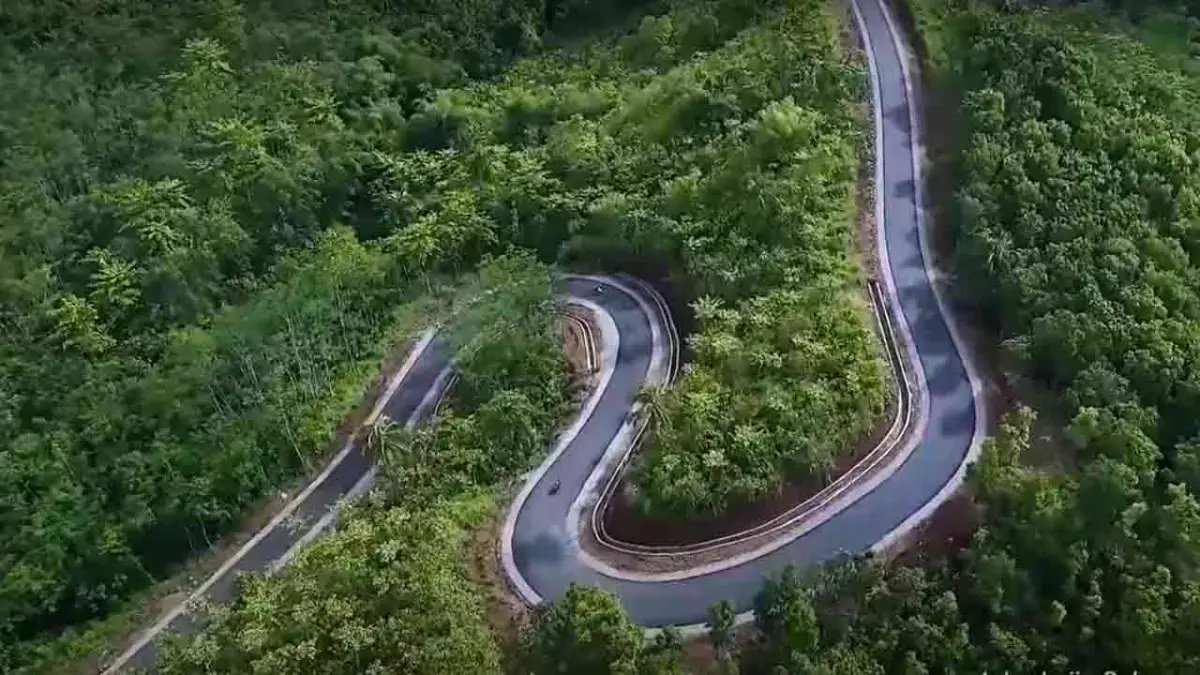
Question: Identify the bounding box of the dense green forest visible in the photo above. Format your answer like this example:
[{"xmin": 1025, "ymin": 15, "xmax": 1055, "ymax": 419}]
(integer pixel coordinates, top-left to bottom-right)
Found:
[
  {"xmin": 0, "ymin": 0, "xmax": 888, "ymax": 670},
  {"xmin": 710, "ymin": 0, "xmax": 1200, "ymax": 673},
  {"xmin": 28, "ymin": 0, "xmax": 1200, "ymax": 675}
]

▬▬▬▬▬▬

Can you write out every line of the items above again, requests included, with each bounding-box coordinate in the answers shifted up by 69 and the coordinates in the format samples left unchanged? Leave the pictures out.

__Answer to the problem__.
Question: Identify the bounding box of the dense green forest visible in the photo above. Format your answer like this example:
[{"xmin": 1025, "ymin": 15, "xmax": 1055, "ymax": 419}]
(integer pixel coordinates, top-left to bottom-right)
Found:
[
  {"xmin": 69, "ymin": 69, "xmax": 957, "ymax": 739},
  {"xmin": 779, "ymin": 69, "xmax": 1269, "ymax": 742},
  {"xmin": 97, "ymin": 69, "xmax": 1269, "ymax": 744}
]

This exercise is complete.